Referring expression pointing data:
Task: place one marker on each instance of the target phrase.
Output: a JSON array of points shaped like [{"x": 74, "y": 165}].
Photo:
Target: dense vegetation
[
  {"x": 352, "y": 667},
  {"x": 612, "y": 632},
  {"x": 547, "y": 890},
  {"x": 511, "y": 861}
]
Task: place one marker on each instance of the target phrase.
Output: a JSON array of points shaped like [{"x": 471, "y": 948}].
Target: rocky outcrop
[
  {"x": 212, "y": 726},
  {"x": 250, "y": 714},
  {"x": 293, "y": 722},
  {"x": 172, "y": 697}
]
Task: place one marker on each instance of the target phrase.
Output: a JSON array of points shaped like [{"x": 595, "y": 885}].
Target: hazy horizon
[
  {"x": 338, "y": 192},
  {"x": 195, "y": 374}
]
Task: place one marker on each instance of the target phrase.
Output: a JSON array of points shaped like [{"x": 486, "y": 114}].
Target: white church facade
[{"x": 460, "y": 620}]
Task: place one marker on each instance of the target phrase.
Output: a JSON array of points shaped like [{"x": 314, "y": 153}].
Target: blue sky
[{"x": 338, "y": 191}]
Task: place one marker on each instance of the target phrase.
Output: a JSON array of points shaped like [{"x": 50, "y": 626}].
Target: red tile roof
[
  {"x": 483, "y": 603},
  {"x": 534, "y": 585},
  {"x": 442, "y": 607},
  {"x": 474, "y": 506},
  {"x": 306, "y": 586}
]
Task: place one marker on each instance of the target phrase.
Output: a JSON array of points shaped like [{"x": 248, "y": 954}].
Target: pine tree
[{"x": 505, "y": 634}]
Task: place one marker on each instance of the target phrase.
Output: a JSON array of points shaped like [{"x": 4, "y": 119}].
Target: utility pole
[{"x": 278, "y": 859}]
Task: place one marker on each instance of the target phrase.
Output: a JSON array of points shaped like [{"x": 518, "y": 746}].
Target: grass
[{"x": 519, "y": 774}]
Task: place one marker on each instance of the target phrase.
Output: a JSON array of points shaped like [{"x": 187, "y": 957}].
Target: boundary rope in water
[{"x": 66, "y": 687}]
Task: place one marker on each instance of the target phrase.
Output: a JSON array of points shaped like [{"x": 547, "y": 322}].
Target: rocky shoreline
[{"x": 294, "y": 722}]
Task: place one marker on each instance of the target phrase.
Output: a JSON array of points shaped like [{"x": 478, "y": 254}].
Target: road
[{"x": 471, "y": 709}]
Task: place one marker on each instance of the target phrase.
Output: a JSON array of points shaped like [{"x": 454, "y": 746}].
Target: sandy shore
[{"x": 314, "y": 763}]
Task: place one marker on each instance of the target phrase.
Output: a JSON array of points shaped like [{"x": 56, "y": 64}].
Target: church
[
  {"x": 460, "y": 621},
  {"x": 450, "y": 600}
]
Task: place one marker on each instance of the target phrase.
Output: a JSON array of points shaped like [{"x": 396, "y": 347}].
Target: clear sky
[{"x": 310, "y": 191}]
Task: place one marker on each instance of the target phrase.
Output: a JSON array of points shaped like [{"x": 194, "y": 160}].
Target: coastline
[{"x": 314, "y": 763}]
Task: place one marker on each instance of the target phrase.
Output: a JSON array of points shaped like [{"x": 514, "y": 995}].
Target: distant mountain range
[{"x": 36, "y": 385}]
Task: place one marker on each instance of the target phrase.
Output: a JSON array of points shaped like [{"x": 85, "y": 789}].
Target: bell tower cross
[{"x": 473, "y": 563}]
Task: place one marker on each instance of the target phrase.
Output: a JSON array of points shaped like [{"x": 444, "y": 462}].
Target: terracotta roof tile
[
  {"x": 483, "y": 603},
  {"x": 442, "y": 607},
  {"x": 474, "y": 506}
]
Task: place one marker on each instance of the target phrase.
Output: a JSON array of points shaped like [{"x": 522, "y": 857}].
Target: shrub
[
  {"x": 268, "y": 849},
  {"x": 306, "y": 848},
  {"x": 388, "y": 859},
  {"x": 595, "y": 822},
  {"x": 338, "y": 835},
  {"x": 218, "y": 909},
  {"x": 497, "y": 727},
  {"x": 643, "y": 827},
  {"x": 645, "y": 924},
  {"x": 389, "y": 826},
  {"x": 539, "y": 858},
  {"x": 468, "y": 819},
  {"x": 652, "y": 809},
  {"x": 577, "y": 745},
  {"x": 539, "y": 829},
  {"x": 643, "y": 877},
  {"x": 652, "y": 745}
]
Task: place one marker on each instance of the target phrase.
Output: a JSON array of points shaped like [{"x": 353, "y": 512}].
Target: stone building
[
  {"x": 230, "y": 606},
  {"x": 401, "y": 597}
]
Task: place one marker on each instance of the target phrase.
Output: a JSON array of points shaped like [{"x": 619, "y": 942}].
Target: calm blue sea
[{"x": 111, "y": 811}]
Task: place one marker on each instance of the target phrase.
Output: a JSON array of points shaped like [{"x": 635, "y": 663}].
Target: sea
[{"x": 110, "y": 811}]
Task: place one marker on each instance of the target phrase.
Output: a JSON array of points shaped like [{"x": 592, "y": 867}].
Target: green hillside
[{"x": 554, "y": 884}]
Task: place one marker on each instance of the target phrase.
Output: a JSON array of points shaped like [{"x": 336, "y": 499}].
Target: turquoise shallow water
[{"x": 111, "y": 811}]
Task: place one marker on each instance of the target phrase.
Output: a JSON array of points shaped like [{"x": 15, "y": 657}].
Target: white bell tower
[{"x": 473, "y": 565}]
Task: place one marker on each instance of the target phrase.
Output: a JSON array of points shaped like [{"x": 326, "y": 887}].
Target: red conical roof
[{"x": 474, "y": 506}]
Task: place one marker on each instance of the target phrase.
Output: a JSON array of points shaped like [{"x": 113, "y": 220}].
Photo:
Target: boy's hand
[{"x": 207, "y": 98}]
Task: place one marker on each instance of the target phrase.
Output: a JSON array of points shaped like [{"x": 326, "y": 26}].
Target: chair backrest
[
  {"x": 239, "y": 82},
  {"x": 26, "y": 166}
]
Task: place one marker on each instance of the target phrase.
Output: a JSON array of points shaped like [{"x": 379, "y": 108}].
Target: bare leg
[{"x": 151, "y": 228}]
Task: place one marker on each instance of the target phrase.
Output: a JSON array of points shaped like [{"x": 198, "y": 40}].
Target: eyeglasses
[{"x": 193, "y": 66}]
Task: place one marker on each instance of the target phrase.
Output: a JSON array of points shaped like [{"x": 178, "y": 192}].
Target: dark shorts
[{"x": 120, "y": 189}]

■ WHAT YOU NEED TO DO
Write out every line of the data exactly, leaving nothing out.

■ RESULT FOR THIS EXERCISE
Task: place one marker on each instance of the target phrase.
Output: a JSON array of points shaped like [{"x": 74, "y": 165}].
Photo:
Target: dense vegetation
[
  {"x": 352, "y": 667},
  {"x": 612, "y": 632},
  {"x": 547, "y": 890},
  {"x": 511, "y": 861}
]
Task: place one marker on each instance of the target phrase.
Output: a JSON array of points shaped like [{"x": 471, "y": 948}].
Target: rocky outcrop
[
  {"x": 212, "y": 726},
  {"x": 250, "y": 714},
  {"x": 293, "y": 722},
  {"x": 172, "y": 697}
]
Task: place one marker on each instance of the target phrase.
Output: a JSON array of points shaped like [{"x": 595, "y": 885}].
Target: hazy horizon
[
  {"x": 338, "y": 192},
  {"x": 195, "y": 374}
]
Task: place one marker on each instance of the target phrase.
Output: a JSON array of points shaped like [{"x": 486, "y": 114}].
Target: white church facade
[{"x": 460, "y": 620}]
Task: place one marker on each instance of the target phrase.
Output: a JSON array of points shaped like [{"x": 314, "y": 153}].
Target: blue sky
[{"x": 338, "y": 191}]
Task: place one marker on each instance of the target phrase.
Output: a JSON array of points shaped like [{"x": 50, "y": 626}].
Target: red tile roof
[
  {"x": 483, "y": 603},
  {"x": 534, "y": 585},
  {"x": 442, "y": 607},
  {"x": 474, "y": 506},
  {"x": 306, "y": 586}
]
Task: place one marker on each instance of the target phrase.
Output: a JSON array of points shaped like [{"x": 248, "y": 954}].
Target: pine tree
[{"x": 505, "y": 634}]
Task: place one marker on each instance of the target phrase.
Output: a JSON array of points shaped like [{"x": 4, "y": 119}].
Target: utility pole
[{"x": 278, "y": 859}]
Task: place one marker on each instance of the target phrase.
Output: a JSON array of points shaped like [{"x": 518, "y": 746}].
Target: grass
[{"x": 519, "y": 774}]
Task: place one marker on each instance of the target phrase.
Output: a JSON array of points shaped like [{"x": 187, "y": 957}].
Target: boundary rope in water
[{"x": 66, "y": 687}]
Task: place one marker on each instance of the target phrase.
Output: a JSON array of points shaped like [{"x": 547, "y": 322}].
Target: rocky shoreline
[{"x": 294, "y": 722}]
Task: place one marker on each instance of the target phrase.
Output: a JSON array of points shaped like [{"x": 478, "y": 254}].
Target: road
[{"x": 471, "y": 709}]
Task: place one marker on each instance of the target phrase.
Output: a JSON array of points shaped like [{"x": 454, "y": 746}].
Target: sandy shore
[{"x": 314, "y": 763}]
Task: place one marker on each instance of the target phrase.
Output: a JSON array of points shaped like [{"x": 56, "y": 64}].
Target: church
[
  {"x": 460, "y": 621},
  {"x": 450, "y": 600}
]
Task: place one marker on each instance of the target phrase.
Output: a JSON array of points shaped like [{"x": 396, "y": 347}].
Target: clear sky
[{"x": 310, "y": 191}]
Task: place one marker on each instance of the target phrase.
Output: a JSON array of points shaped like [{"x": 194, "y": 160}].
Target: coastline
[{"x": 314, "y": 763}]
Task: place one marker on each instance of the target phrase.
Output: a JSON array of points shaped like [{"x": 514, "y": 995}].
Target: distant mountain range
[{"x": 36, "y": 385}]
Task: place one marker on each instance of the target phrase.
Output: a JSON array of points shaped like [{"x": 85, "y": 789}].
Target: bell tower cross
[{"x": 473, "y": 563}]
Task: place one marker on each instance of the target phrase.
Output: a JSON array of points shaped like [{"x": 444, "y": 462}].
Target: terracotta roof tile
[
  {"x": 483, "y": 603},
  {"x": 442, "y": 607},
  {"x": 474, "y": 506}
]
Task: place one marker on each instance of the target phrase.
Output: a JSON array of points shaped like [{"x": 522, "y": 857}].
Target: shrub
[
  {"x": 268, "y": 849},
  {"x": 306, "y": 848},
  {"x": 388, "y": 859},
  {"x": 595, "y": 822},
  {"x": 338, "y": 835},
  {"x": 218, "y": 909},
  {"x": 497, "y": 727},
  {"x": 643, "y": 827},
  {"x": 645, "y": 924},
  {"x": 389, "y": 826},
  {"x": 539, "y": 858},
  {"x": 468, "y": 819},
  {"x": 652, "y": 809},
  {"x": 577, "y": 745},
  {"x": 539, "y": 829},
  {"x": 643, "y": 877},
  {"x": 652, "y": 745}
]
Task: place one marker on each instance of the target phrase.
Output: a JSON array of points shaped like [{"x": 353, "y": 512}].
Target: stone building
[
  {"x": 230, "y": 606},
  {"x": 401, "y": 597}
]
Task: place one marker on each instance of the target phrase.
Output: a JSON array of points shaped like [{"x": 619, "y": 942}].
Target: calm blue sea
[{"x": 111, "y": 811}]
Task: place one marker on each instance of the target phrase.
Output: a JSON array of points shaped like [{"x": 635, "y": 663}].
Target: sea
[{"x": 110, "y": 811}]
Task: place one marker on each instance of the target phrase.
Output: a JSON array of points shaped like [{"x": 592, "y": 867}].
Target: green hillside
[{"x": 554, "y": 884}]
Task: place one marker on each instance of the target phrase.
Output: a JSON array of points shaped like [{"x": 336, "y": 499}].
Target: turquoise shallow water
[{"x": 111, "y": 811}]
Task: place one marker on each instance of the target phrase.
Output: a JSON array of points shaped like [{"x": 15, "y": 657}].
Target: white bell tower
[{"x": 473, "y": 565}]
Task: place one marker on each instance of the target phrase.
Output: a JSON array of points shaped like [{"x": 326, "y": 887}].
Target: red conical roof
[{"x": 474, "y": 506}]
Task: place one marker on each instance of the target phrase.
Output: a JSON array of points shaped like [{"x": 113, "y": 220}].
Photo:
Target: boy's hand
[{"x": 207, "y": 98}]
Task: place one marker on each instance of the target phrase.
Output: a JSON array of points shaped like [{"x": 326, "y": 26}].
Target: chair backrest
[
  {"x": 239, "y": 82},
  {"x": 26, "y": 166}
]
Task: place one marker on each instance of the target phrase.
Output: a JSON array of points shaped like [{"x": 379, "y": 108}].
Target: bare leg
[{"x": 151, "y": 228}]
Task: place one marker on each instance of the target phrase.
Output: a JSON array of points shaped like [{"x": 198, "y": 40}].
Target: eyeglasses
[{"x": 193, "y": 66}]
Task: place one marker on each instance of the target phrase.
Output: a JSON array of points shaped like [{"x": 178, "y": 192}].
Target: dark shorts
[{"x": 120, "y": 189}]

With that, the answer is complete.